Source text:
Start of Block

# Second failed ivf in hope of sibling



## Hevlaw (Apr 4, 2013)

Hi everyone, I'm new to this, and don't understand all the abbreviations, you all use, so bear with me!!
We had our wonderful son, who is three this week, with ivf, donor sperm.  It worked first time, all easy peasy really.  We knew we were lucky, but are only just now realising how lucky.
My husband and I were not ready for another baby before last year, and decided to do a cycle of ivf with the same donor sperm in January.  I was dreading it, dreading it being negative, and dealing with ivf and a toddler.  It was a bad cycle, I had a cyst which they drained at baseline scan, then a week after stimulation, the cyst was back, double the size and I only had one follicle growing.  Anyway, in the end we had 9 eggs, 6 fertilised and we had 2 good embryos put back, but for whatever reason I did not get pregnant.  It was awful, but I knew I wasn't pregnant 5 days before test day, so on that day it was a relief really to stop everyone around me telling me to be positive.  I know my body, and I just knew it hadn't worked.  I surprised myself by wanting to get straight back on the horse, and the clinic agreed that I could do another cycle immediately.

End of Block

[Saved data entries]
Start of Block

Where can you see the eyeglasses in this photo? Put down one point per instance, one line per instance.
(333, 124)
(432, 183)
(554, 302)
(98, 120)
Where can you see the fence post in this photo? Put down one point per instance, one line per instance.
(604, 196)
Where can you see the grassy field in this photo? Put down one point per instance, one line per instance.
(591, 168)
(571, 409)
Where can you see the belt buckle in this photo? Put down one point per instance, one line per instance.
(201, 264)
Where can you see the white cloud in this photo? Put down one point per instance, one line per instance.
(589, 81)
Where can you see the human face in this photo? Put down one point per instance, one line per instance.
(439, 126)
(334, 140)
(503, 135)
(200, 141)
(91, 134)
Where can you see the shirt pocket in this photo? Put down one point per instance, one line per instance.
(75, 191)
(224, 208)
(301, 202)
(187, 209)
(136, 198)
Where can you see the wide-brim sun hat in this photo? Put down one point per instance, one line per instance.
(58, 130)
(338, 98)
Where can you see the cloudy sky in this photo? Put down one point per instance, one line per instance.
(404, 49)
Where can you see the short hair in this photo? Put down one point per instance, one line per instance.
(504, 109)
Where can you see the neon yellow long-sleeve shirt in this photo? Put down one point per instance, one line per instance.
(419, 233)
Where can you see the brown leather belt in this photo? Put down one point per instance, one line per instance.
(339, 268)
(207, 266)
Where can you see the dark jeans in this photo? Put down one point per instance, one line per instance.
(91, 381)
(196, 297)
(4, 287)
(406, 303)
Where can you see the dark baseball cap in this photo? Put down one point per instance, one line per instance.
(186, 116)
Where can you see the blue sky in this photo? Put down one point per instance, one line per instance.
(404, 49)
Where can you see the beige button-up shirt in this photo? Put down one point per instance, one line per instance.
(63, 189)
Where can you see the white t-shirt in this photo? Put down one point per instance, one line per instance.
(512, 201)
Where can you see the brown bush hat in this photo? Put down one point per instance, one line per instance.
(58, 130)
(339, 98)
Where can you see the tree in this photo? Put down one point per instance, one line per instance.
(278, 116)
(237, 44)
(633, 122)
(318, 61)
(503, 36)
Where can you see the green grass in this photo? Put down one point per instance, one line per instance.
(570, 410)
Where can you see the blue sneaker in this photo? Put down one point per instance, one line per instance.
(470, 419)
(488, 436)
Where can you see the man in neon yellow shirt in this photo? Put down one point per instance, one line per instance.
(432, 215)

End of Block
Start of Block

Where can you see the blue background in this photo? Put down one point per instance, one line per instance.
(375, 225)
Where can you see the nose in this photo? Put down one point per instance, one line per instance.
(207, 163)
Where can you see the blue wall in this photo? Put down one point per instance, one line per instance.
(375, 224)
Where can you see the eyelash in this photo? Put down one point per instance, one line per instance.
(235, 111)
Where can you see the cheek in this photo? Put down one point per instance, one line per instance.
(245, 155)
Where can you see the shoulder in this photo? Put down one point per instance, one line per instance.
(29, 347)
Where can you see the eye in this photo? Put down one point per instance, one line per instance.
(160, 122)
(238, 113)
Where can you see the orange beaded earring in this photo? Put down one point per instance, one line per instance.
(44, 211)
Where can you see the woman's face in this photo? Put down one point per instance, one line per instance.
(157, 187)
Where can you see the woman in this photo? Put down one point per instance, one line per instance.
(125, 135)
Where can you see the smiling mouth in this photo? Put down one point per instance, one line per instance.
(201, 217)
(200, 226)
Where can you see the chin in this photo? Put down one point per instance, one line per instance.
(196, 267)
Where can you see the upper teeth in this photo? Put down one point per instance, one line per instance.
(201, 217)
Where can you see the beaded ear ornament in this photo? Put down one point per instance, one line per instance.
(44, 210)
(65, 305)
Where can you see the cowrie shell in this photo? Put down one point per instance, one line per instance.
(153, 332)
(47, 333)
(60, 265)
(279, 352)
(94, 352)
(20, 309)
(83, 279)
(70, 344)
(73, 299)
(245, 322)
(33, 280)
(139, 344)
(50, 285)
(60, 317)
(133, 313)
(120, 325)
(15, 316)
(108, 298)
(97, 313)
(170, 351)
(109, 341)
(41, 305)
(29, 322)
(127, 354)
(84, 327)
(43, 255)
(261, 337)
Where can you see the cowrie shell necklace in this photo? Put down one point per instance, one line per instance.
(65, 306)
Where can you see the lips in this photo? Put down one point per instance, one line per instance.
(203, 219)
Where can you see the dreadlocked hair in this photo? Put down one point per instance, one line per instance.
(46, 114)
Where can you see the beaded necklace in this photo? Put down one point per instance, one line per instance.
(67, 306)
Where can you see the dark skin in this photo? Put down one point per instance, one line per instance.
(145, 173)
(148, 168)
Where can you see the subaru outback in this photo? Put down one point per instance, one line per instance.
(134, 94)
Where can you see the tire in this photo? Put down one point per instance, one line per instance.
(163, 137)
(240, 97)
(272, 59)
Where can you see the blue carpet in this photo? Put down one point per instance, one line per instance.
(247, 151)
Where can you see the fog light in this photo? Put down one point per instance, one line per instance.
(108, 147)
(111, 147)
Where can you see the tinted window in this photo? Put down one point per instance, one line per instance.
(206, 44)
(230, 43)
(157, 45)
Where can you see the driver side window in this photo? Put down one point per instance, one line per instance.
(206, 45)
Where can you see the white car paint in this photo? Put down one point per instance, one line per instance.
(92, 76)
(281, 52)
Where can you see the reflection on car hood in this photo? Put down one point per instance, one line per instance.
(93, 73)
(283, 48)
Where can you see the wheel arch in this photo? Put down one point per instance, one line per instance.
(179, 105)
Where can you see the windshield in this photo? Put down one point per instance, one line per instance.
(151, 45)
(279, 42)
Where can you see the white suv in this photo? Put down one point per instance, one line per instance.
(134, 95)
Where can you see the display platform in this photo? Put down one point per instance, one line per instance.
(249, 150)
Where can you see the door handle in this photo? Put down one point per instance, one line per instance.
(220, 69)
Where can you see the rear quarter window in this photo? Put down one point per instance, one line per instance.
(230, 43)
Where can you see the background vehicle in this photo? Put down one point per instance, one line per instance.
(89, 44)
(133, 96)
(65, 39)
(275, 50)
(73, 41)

End of Block
Start of Block

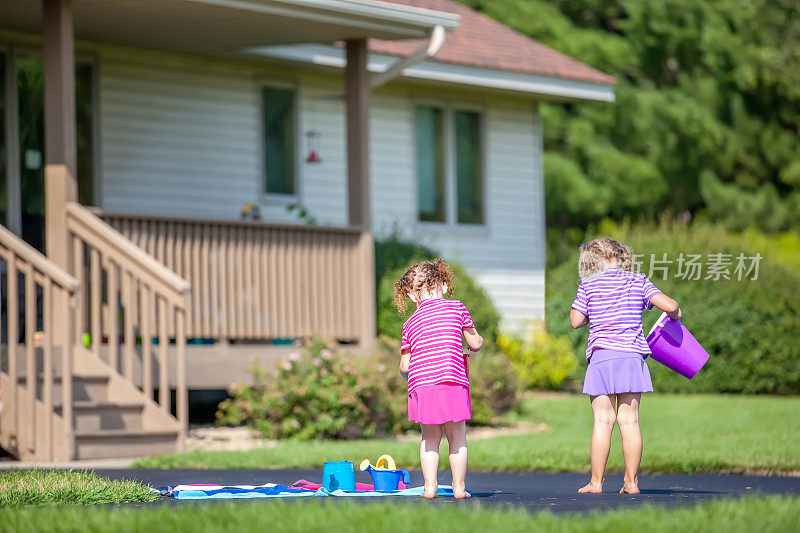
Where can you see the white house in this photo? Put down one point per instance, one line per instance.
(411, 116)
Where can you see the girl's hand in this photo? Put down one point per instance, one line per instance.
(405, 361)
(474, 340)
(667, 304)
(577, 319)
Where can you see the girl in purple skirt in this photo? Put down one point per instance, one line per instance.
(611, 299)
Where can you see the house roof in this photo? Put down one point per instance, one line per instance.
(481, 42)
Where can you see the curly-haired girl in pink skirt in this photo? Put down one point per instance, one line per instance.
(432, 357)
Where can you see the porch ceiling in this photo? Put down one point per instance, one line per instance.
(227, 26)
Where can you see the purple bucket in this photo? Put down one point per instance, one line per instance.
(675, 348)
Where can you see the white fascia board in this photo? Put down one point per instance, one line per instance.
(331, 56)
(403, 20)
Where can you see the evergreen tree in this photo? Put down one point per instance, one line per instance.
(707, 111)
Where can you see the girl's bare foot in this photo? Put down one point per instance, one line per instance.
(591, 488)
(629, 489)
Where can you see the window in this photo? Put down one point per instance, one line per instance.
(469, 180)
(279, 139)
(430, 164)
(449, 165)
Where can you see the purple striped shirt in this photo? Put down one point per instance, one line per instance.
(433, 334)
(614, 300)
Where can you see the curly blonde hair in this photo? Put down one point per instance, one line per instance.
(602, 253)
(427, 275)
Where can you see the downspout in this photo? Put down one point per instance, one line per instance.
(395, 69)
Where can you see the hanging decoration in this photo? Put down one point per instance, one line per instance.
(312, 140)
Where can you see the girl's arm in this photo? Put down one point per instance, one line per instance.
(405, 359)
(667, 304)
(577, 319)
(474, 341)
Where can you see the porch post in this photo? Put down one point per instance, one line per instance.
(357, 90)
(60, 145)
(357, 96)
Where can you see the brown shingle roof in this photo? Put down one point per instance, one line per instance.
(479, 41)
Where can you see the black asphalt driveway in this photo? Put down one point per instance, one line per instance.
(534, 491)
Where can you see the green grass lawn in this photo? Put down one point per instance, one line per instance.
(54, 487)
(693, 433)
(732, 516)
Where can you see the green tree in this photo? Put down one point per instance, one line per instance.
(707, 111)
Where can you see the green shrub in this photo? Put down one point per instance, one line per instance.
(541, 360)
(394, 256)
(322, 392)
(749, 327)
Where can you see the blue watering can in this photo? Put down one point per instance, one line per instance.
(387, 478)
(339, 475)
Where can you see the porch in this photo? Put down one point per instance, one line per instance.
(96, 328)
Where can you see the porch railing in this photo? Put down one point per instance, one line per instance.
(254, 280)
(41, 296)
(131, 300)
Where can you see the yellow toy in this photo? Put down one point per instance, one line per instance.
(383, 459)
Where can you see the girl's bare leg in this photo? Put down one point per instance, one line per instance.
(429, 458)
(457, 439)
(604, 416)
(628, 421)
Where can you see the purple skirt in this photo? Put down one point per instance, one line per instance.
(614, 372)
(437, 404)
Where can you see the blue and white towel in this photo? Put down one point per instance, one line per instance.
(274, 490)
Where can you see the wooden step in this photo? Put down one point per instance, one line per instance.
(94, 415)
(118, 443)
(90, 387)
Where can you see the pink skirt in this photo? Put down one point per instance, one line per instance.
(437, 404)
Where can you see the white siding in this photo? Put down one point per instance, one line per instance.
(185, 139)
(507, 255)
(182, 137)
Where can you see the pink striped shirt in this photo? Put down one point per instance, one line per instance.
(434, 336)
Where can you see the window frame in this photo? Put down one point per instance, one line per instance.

End of Block

Try it: Extend the IVF forum post above, picking up right after its last sentence.

Result:
I had two endometrial scratches to help with implantation, and we started our second cycle in march.  This time it went well, but then we only had 5 eggs, 3 fertilised and the embryos weren't too good.  I had one 7 cells, one 5 cell and one 3 cell, but all with fragmentation.  Two were put back and I still felt really positive.  I coped really well in the 2ww, I was absolutely convinced I was pregnant. This time last week, I felt pregnant, I was so sure.
Test day was Wednesday (3rd) and I could not believe it was negative.
I feel like I'm falling apart, I just want to curl up in bed all day, in the dark and cry.  If it wasn't for my son, I would do just that.  Luckily, hubby has been off work so he has done a lot of the childcare, but even so, it's not fair on my son to see mummy crying so much (although we have told him why - good opportunity to start the whole 'where you came from' chat!). 
We are very lucky in that my husbands parents have said they will pay for three cycles for us, but at the moment I cannot bring myself to even consider doing another cycle....how do I go into a third cycle knowing that it is my last attempt? How do I stay relaxed and calm about it, knowing that this is really it, if it doesn't work, our journey is over? My husband has said it is up to me, if and when we do another cycle, but I'm over 36, my AMH is 0.7 so I know that time is not on my side.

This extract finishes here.